• **REQUIREMENT**: Exactly reproduce the line that contains "Expected behaviour: the pointer locates the dog ear" and all lines after it in the entries below, through the very last line.

• **DATA ENTRIES**:
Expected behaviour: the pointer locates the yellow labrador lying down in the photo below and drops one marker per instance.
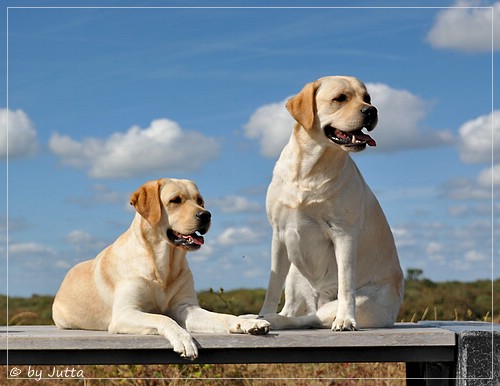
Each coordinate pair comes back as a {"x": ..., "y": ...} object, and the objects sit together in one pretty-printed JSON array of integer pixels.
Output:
[
  {"x": 331, "y": 241},
  {"x": 142, "y": 284}
]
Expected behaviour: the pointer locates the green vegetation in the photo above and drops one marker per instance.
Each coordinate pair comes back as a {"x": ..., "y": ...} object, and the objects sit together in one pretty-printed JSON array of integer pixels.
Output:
[{"x": 424, "y": 300}]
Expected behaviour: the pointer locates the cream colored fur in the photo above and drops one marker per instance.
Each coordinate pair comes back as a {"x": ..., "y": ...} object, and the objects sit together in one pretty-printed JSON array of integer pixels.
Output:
[
  {"x": 331, "y": 240},
  {"x": 142, "y": 284}
]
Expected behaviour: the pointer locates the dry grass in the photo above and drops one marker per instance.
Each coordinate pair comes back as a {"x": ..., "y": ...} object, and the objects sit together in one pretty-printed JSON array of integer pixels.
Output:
[{"x": 244, "y": 375}]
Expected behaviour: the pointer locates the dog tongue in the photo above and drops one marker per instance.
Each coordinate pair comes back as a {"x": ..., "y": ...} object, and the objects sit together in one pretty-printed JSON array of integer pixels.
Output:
[
  {"x": 196, "y": 239},
  {"x": 365, "y": 137}
]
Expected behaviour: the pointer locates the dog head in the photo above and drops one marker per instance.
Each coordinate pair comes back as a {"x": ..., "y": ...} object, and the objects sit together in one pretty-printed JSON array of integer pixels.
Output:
[
  {"x": 339, "y": 107},
  {"x": 175, "y": 208}
]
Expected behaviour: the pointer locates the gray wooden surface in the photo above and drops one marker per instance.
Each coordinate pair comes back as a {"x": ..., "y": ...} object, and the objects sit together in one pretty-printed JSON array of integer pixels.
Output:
[
  {"x": 406, "y": 342},
  {"x": 436, "y": 353}
]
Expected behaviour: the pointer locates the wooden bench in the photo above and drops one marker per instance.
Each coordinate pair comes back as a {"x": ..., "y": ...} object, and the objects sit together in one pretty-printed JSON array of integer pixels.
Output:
[{"x": 435, "y": 353}]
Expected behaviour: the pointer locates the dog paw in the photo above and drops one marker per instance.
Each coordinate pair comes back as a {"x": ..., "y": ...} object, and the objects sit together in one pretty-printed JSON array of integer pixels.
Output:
[
  {"x": 183, "y": 344},
  {"x": 249, "y": 316},
  {"x": 344, "y": 324}
]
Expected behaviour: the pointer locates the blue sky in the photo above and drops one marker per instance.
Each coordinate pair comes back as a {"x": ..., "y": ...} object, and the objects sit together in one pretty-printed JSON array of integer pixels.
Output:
[{"x": 101, "y": 100}]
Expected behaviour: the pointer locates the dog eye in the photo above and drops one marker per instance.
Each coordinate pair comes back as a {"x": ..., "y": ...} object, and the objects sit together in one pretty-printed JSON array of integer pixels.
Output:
[
  {"x": 340, "y": 98},
  {"x": 176, "y": 200}
]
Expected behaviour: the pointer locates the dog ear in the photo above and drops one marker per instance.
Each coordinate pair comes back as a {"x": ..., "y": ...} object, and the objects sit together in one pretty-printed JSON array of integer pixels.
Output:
[
  {"x": 146, "y": 201},
  {"x": 303, "y": 105}
]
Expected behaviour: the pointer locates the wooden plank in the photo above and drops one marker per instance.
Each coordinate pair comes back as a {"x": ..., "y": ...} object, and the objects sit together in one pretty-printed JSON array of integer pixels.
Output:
[
  {"x": 52, "y": 338},
  {"x": 403, "y": 343}
]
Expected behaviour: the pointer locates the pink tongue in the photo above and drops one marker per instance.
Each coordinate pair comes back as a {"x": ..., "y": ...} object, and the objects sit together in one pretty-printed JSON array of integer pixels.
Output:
[
  {"x": 365, "y": 137},
  {"x": 199, "y": 240}
]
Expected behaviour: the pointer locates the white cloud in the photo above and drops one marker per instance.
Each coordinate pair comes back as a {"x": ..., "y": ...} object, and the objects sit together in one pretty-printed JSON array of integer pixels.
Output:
[
  {"x": 490, "y": 176},
  {"x": 272, "y": 125},
  {"x": 235, "y": 204},
  {"x": 163, "y": 146},
  {"x": 464, "y": 189},
  {"x": 78, "y": 237},
  {"x": 238, "y": 236},
  {"x": 21, "y": 140},
  {"x": 400, "y": 123},
  {"x": 478, "y": 137},
  {"x": 30, "y": 248},
  {"x": 466, "y": 29},
  {"x": 475, "y": 256}
]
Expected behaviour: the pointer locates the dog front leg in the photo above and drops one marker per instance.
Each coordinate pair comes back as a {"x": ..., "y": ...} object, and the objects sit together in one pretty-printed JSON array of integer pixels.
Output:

• **RESPONSE**:
Expected behaviour: the pointer locates the dog ear in the photo above and drops one marker per instance.
Each coordinate pair comes back as a {"x": ..., "y": ...} object, and the objects sit together in one pretty-printed JSON array of integer pixels.
Output:
[
  {"x": 146, "y": 201},
  {"x": 303, "y": 105}
]
Expected behaviour: the pointer locates the wooden plank in the photo above and drops one marker per instance.
Each coordinate pair comes back as a {"x": ..., "y": ...} object, and the objects sit together in one pretty-printed JSON array of integer pixels.
Output:
[
  {"x": 52, "y": 338},
  {"x": 403, "y": 343}
]
Expected behaviour: the pointer locates the pink tongue in the photo above and drops one marker per instance.
Each coordinate pair comes back as a {"x": ..., "y": ...} object, and the objects sit together in one pretty-printed JSON array of integer pixels.
Output:
[
  {"x": 365, "y": 137},
  {"x": 199, "y": 240}
]
Expected behaviour: the pointer locates the white cloud in the photo above and drops one marker per instance.
Each coordinate pair comes back as a {"x": ..., "y": ...} object, and the objects sit together in one pretty-printed JSON array of integer pixels.
Output:
[
  {"x": 490, "y": 176},
  {"x": 272, "y": 125},
  {"x": 235, "y": 204},
  {"x": 163, "y": 146},
  {"x": 464, "y": 189},
  {"x": 78, "y": 237},
  {"x": 238, "y": 236},
  {"x": 21, "y": 140},
  {"x": 400, "y": 123},
  {"x": 478, "y": 137},
  {"x": 30, "y": 248},
  {"x": 466, "y": 29},
  {"x": 475, "y": 256}
]
Expected behaviour: the pointer locates the dog front leg in the photo above and drops one marker per instance.
Each coordinate pair comes back as a {"x": ..., "y": ...} object, and the objects sit together in one pretty-printed JSON array of integer pixels.
Output:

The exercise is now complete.